* _Data shown_
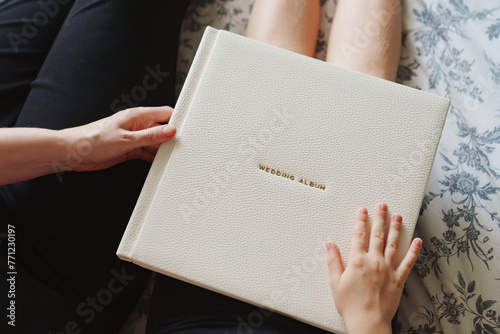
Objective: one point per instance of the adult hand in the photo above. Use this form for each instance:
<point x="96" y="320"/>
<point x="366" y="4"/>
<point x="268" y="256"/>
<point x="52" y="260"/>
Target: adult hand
<point x="127" y="135"/>
<point x="367" y="292"/>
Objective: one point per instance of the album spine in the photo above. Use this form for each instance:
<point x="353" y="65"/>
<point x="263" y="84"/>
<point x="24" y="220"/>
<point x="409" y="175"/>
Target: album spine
<point x="137" y="221"/>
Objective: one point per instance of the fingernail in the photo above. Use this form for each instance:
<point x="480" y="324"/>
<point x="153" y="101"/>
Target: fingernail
<point x="168" y="129"/>
<point x="397" y="218"/>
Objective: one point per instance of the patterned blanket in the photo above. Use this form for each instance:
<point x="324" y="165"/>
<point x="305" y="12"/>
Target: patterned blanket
<point x="450" y="48"/>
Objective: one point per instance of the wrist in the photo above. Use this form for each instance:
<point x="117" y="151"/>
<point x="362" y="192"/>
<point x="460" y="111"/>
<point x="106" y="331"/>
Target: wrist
<point x="65" y="157"/>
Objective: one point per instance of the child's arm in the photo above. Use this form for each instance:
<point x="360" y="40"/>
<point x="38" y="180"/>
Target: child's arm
<point x="367" y="292"/>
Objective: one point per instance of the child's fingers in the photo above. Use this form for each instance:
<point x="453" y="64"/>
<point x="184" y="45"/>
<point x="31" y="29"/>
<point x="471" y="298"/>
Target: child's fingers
<point x="359" y="238"/>
<point x="392" y="244"/>
<point x="334" y="260"/>
<point x="409" y="261"/>
<point x="377" y="237"/>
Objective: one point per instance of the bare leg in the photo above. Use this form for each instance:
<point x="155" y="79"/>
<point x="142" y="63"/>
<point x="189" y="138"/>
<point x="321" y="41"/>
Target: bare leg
<point x="289" y="24"/>
<point x="366" y="37"/>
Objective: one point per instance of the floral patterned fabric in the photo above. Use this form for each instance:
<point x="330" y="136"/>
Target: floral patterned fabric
<point x="450" y="48"/>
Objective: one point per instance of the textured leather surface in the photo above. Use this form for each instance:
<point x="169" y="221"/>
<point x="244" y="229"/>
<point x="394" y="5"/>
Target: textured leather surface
<point x="208" y="213"/>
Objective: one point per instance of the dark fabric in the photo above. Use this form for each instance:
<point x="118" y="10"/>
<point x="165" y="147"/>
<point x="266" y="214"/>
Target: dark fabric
<point x="181" y="308"/>
<point x="84" y="61"/>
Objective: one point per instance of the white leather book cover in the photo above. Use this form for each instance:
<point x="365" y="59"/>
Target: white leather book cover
<point x="274" y="154"/>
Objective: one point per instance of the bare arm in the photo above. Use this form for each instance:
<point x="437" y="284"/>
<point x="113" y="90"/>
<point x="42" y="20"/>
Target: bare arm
<point x="135" y="133"/>
<point x="288" y="24"/>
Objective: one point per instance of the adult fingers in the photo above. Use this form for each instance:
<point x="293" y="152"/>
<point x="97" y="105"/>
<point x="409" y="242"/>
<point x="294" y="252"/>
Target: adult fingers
<point x="137" y="118"/>
<point x="358" y="243"/>
<point x="151" y="136"/>
<point x="377" y="237"/>
<point x="409" y="261"/>
<point x="392" y="244"/>
<point x="335" y="265"/>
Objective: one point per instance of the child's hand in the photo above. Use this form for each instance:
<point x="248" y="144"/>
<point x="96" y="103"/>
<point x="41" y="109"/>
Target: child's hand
<point x="368" y="291"/>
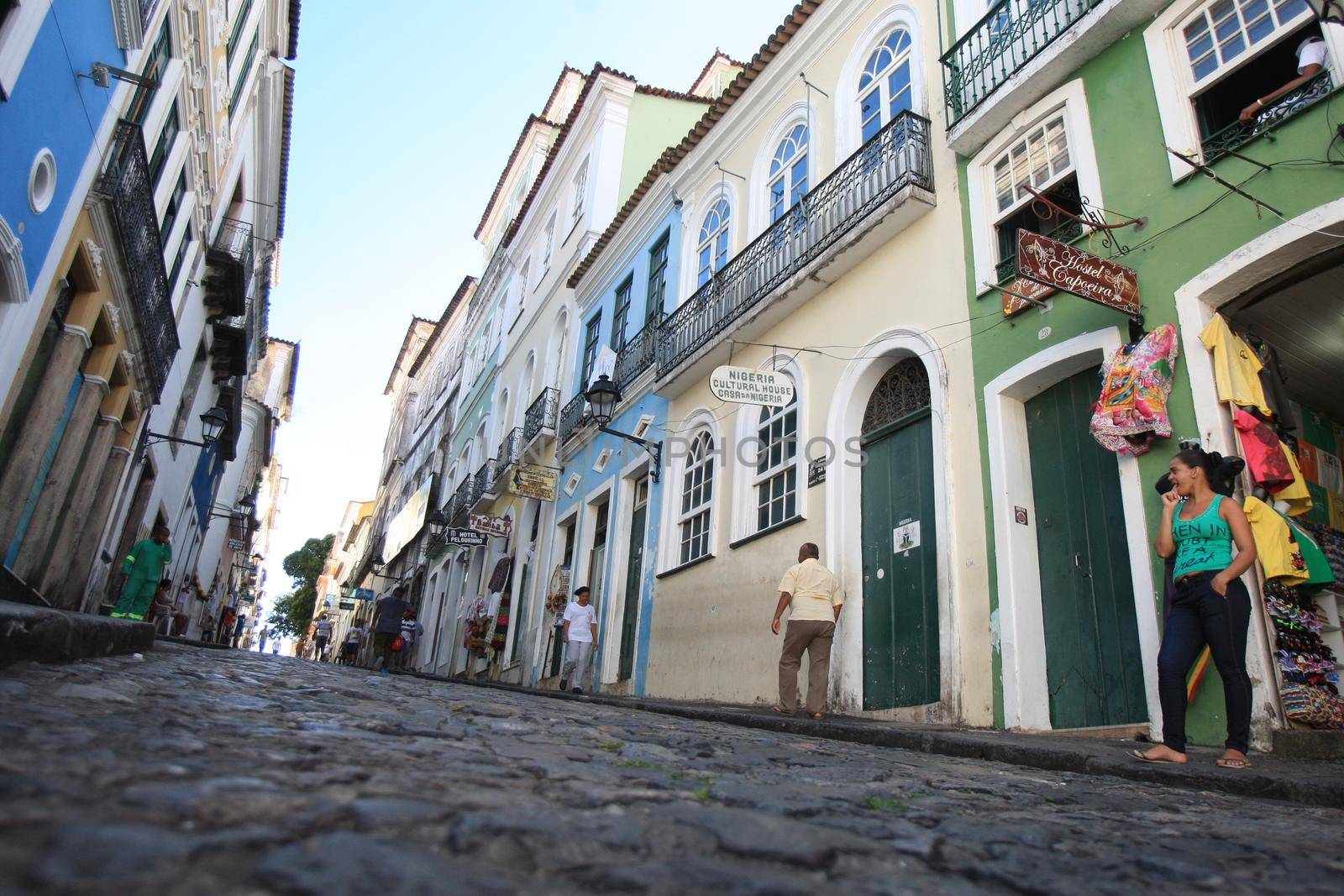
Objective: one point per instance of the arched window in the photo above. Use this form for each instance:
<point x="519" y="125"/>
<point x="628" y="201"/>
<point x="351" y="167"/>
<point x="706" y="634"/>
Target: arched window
<point x="885" y="85"/>
<point x="790" y="172"/>
<point x="696" y="495"/>
<point x="776" y="476"/>
<point x="714" y="241"/>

* _The problem_
Copy all of the records above line for line, leaving out the pictures.

* _Reply to the exercise_
Objective: one point per instance of the adult hand in the photo above. Use this form for each instance:
<point x="96" y="320"/>
<point x="366" y="4"/>
<point x="268" y="256"/>
<point x="52" y="260"/>
Target: adult hand
<point x="127" y="135"/>
<point x="367" y="292"/>
Objective: one point per instance of the album spine in the photo above. Use this form for each instance:
<point x="353" y="65"/>
<point x="263" y="84"/>
<point x="24" y="220"/>
<point x="409" y="175"/>
Target: album spine
<point x="137" y="221"/>
Objective: one point per instance of the fingernail in the photo above. Use this form for each instance:
<point x="480" y="324"/>
<point x="153" y="101"/>
Target: fingernail
<point x="168" y="129"/>
<point x="397" y="218"/>
Objective: one point per instance of the patterned blanket in the photo above. Use this form for each instance:
<point x="324" y="165"/>
<point x="305" y="12"/>
Target: patterned blanket
<point x="450" y="48"/>
Objective: one point per instance of the wrist in the photo above. Use this form for each instance:
<point x="117" y="151"/>
<point x="362" y="192"/>
<point x="460" y="111"/>
<point x="106" y="331"/>
Target: wrist
<point x="65" y="157"/>
Objective: one point per instance of the child's arm in the photo above. Use this form for each instance:
<point x="360" y="40"/>
<point x="38" y="180"/>
Target: child's arm
<point x="367" y="292"/>
Objective: one point per instance of the child's fingers in the photo above. Use this form for each instance:
<point x="453" y="64"/>
<point x="184" y="45"/>
<point x="31" y="29"/>
<point x="471" y="298"/>
Target: child's fingers
<point x="359" y="238"/>
<point x="392" y="244"/>
<point x="334" y="260"/>
<point x="409" y="261"/>
<point x="377" y="237"/>
Objective: one point per instance of the bare leg in the photo above. Use this form for each instance:
<point x="155" y="79"/>
<point x="142" y="63"/>
<point x="189" y="138"/>
<point x="321" y="41"/>
Target: bare leg
<point x="289" y="24"/>
<point x="366" y="37"/>
Objective: one point per instance of the floral patterned fabric in the photo above. Use this form for each instance:
<point x="330" y="136"/>
Target: floral patterned fabric
<point x="450" y="48"/>
Objective: one point per instance of the textured leather surface in the photo above. Use this form for each instance:
<point x="169" y="221"/>
<point x="244" y="229"/>
<point x="394" y="5"/>
Target: textured leather surface
<point x="208" y="213"/>
Objective: one point per instance of the dark fabric in the photo above. Use this form for each instance:
<point x="118" y="10"/>
<point x="165" y="147"/>
<point x="266" y="214"/>
Target: dark fabric
<point x="181" y="308"/>
<point x="84" y="61"/>
Objective: one point per instance of the white leather book cover in the photo above. Use this form for each instance:
<point x="365" y="59"/>
Target: white leather book cover
<point x="274" y="154"/>
Objective: one point per instance of the bare arm in the photo above. Use this form for each instance:
<point x="437" y="284"/>
<point x="113" y="90"/>
<point x="42" y="20"/>
Target: bare arm
<point x="135" y="133"/>
<point x="288" y="24"/>
Objective: one point per instance of the adult fingers in the photo above. Use this form for each instance:
<point x="293" y="152"/>
<point x="97" y="105"/>
<point x="409" y="242"/>
<point x="294" y="252"/>
Target: adult fingers
<point x="137" y="118"/>
<point x="358" y="243"/>
<point x="151" y="136"/>
<point x="377" y="237"/>
<point x="409" y="261"/>
<point x="392" y="244"/>
<point x="335" y="265"/>
Objective: one point per instance of the child's hand in the photo above. Use this form for each instance:
<point x="248" y="144"/>
<point x="96" y="103"/>
<point x="41" y="109"/>
Target: child's hand
<point x="368" y="291"/>
Objective: one point per instance of the arched window in the photo above. Use this form for each instance:
<point x="519" y="125"/>
<point x="628" y="201"/>
<point x="351" y="167"/>
<point x="706" y="634"/>
Target: arched window
<point x="885" y="85"/>
<point x="790" y="172"/>
<point x="696" y="495"/>
<point x="776" y="476"/>
<point x="714" y="241"/>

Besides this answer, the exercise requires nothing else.